A block of data
* BEGIN *
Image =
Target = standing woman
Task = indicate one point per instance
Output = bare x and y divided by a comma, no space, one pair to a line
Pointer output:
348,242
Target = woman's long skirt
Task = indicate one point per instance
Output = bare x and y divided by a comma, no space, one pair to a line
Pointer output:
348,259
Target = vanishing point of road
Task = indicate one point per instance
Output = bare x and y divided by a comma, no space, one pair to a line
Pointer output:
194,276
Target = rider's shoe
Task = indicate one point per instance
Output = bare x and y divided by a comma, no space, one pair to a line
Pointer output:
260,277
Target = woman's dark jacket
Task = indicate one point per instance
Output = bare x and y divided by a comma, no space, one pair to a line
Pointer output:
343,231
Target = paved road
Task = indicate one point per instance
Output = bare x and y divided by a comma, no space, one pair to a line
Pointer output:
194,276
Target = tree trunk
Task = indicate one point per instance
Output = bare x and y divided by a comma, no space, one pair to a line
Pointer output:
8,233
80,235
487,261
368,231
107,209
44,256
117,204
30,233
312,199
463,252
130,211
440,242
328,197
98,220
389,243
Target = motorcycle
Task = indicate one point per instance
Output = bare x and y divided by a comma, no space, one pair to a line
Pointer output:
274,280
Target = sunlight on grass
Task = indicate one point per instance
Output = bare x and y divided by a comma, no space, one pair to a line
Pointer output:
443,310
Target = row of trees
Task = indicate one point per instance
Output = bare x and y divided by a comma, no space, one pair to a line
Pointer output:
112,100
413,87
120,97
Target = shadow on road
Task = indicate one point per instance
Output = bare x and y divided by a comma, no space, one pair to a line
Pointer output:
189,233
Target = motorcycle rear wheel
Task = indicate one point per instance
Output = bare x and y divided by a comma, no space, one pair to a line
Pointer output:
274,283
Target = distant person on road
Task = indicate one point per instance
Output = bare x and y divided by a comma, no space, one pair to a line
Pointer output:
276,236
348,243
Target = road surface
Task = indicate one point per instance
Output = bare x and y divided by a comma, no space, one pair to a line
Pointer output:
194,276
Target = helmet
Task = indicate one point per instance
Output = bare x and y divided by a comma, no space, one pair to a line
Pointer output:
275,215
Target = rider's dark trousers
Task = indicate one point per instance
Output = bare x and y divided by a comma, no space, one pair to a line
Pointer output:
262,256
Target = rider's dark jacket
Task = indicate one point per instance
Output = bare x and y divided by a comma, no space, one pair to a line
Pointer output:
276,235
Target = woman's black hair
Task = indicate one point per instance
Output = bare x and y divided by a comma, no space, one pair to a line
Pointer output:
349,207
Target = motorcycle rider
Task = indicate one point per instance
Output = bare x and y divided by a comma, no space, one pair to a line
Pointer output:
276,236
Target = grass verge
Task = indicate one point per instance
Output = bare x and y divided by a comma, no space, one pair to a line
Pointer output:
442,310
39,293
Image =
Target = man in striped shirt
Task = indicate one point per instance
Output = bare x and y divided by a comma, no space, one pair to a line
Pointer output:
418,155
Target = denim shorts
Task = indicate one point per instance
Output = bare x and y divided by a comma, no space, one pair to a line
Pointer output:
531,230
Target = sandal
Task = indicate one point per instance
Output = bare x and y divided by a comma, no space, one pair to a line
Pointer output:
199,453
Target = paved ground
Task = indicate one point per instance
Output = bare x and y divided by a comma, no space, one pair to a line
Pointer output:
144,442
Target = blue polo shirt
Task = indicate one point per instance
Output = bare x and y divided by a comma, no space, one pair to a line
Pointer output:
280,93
* END *
→ The problem
Convert all of the data above into a numbered list with one item per line, leaving out any blank lines.

→ Answer
1. Image =
2. Target = standing woman
3. Task = indicate one point per instance
4. Output = bare x and y divided by a comma, no space, one pair to a line
5. Pointer output:
6. 348,242
7. Target = woman's long skirt
8. Task = indicate one point per instance
9. Output = bare x and y divided by a comma, no space, one pair to a line
10. Pointer output:
11. 348,259
12. Target = vanishing point of road
13. Task = indicate one point per instance
14. Output = bare x and y divided by a comma, no space, one pair to a line
15. Pointer output:
16. 194,276
17. Target = rider's shoe
18. Task = indicate one point per instance
19. Output = bare x and y divided by a comma, no space, one pair to a line
20. Pointer output:
21. 260,277
22. Target = woman's dark jacket
23. Task = indicate one point per instance
24. Output = bare x and y divided by a comma, no space, one pair to a line
25. Pointer output:
26. 343,231
27. Target = paved road
28. Task = indicate one point per instance
29. Output = bare x and y divided by a comma, no space, one pair to a line
30. Pointer output:
31. 194,276
32. Target = tree trunk
33. Task = indicate one point per instance
34. Output = bare x and y divided by a comma, no space, one pair to a line
35. Pointer output:
36. 8,233
37. 80,235
38. 487,261
39. 368,231
40. 107,209
41. 44,256
42. 117,204
43. 30,233
44. 312,199
45. 463,252
46. 130,211
47. 440,242
48. 328,197
49. 98,220
50. 389,243
51. Target = motorcycle
52. Task = indicate one point per instance
53. Output = bare x and y divided by a comma, no space, one pair to a line
54. Pointer output:
55. 274,280
56. Target = sunlight on grass
57. Task = indicate one point per instance
58. Output = bare x and y divided by a comma, no space, one pair to a line
59. Pointer output:
60. 443,310
61. Target = row of trees
62. Task = indicate one point per instance
63. Output = bare x and y divided by a comma, no space, one pair to a line
64. Pointer output:
65. 112,100
66. 413,87
67. 120,97
68. Target = shadow on road
69. Task = indicate one point per instance
70. Output = bare x and y divided by a comma, no space, one pair to a line
71. Pointer output:
72. 189,233
73. Target = motorcycle rear wheel
74. Task = indicate one point per instance
75. Output = bare x and y divided by a comma, no space, one pair to a line
76. Pointer output:
77. 274,283
78. Target = distant person on road
79. Task = indicate one point per instance
80. Output = bare x and y divided by a comma, no space, one pair to a line
81. Pointer output:
82. 276,236
83. 348,243
84. Target = road surface
85. Task = indicate one point per instance
86. Output = bare x and y divided by a comma, no space, one pair to a line
87. Pointer output:
88. 194,276
89. Target = helmet
90. Task = indicate one point per instance
91. Output = bare x and y divided by a comma, no space, one pair to a line
92. Pointer output:
93. 275,215
94. Target = rider's dark trousers
95. Task = indicate one point per instance
96. Output = bare x and y divided by a comma, no space, one pair to a line
97. Pointer output:
98. 262,256
99. Target = rider's dark jacket
100. Task = indicate one point per instance
101. Output = bare x and y divided by a comma, no space, one pair to a line
102. Pointer output:
103. 276,235
104. Target = woman's black hair
105. Task = indicate one point per instance
106. Output = bare x and y divided by a comma, no space, one pair to a line
107. Pointer output:
108. 349,207
109. Target = motorcycle rider
110. Task = indicate one point per instance
111. Output = bare x and y divided by a comma, no space, one pair to a line
112. Pointer output:
113. 276,236
114. Target = grass verge
115. Task = indicate one point per instance
116. Output = bare x and y divided by a comma, no space, one pair to a line
117. Pointer output:
118. 442,310
119. 39,293
120. Image =
121. Target = man in striped shirt
122. Task = indicate one point per instance
123. Output = bare x and y divided by a comma, no space, one pair to a line
124. Pointer output:
125. 418,155
126. Target = denim shorts
127. Task = indicate one point per instance
128. Output = bare x and y divided by a comma, no space, one pair to a line
129. Pointer output:
130. 531,230
131. Target = sandal
132. Task = indicate one point per instance
133. Output = bare x and y divided by a comma, no space, one pair to a line
134. Pointer output:
135. 199,453
136. Target = paved ground
137. Task = indicate one point per instance
138. Output = bare x and y divided by a comma, no space, one pair to a line
139. Pointer output:
140. 144,442
141. Target = blue polo shirt
142. Task = indicate one point per instance
143. Output = bare x and y divided by a comma, no space, one pair to a line
144. Pointer output:
145. 280,93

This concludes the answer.